Your objective
Copy out the entries below, swapping every "pin" for "marker" and leaving everything else the same.

* begin Information provided *

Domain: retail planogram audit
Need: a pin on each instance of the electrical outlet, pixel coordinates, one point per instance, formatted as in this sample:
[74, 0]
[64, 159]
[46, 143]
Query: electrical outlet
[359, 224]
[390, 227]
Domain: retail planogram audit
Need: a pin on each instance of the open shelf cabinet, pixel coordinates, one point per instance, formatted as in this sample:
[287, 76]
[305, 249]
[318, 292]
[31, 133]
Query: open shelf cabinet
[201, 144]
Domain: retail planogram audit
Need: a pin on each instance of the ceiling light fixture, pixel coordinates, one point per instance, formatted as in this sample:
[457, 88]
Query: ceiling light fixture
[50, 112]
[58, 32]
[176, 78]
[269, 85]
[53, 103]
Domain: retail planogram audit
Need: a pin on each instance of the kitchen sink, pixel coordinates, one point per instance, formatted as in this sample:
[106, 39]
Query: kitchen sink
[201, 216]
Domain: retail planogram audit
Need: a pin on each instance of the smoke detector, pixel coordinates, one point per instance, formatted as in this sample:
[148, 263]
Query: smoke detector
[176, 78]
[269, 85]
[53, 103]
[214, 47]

* end Information provided *

Exercise response
Domain: retail planogram audit
Need: a marker on each instance of the electrical outlet, pixel coordinates, one point per instance, formatted as in this sample:
[74, 0]
[64, 159]
[46, 143]
Query: electrical outlet
[359, 224]
[390, 227]
Domain: retail planogram audit
Need: a marker on each instance of the open shelf cabinet, pixel coordinates, one point per instance, formatted as in this sample:
[287, 76]
[305, 249]
[318, 292]
[31, 133]
Query: open shelf cabinet
[201, 144]
Domain: retail planogram audit
Need: a marker on each instance of the ceiling light fixture, pixel coordinates, one point per instance, formatted as in this sample:
[457, 88]
Query: ceiling light fixture
[50, 112]
[58, 32]
[176, 78]
[269, 85]
[53, 103]
Domain: retail planogram audit
Need: a marker on each instance of the kitchen sink, pixel coordinates, one point per instance, formatted as in this sample:
[106, 39]
Query: kitchen sink
[201, 216]
Domain: retail planogram audit
Need: a marker on each instance of the smoke detector, pixel coordinates, one point per instance, formatted as in this sample:
[148, 263]
Query: smoke detector
[176, 78]
[269, 85]
[53, 103]
[214, 47]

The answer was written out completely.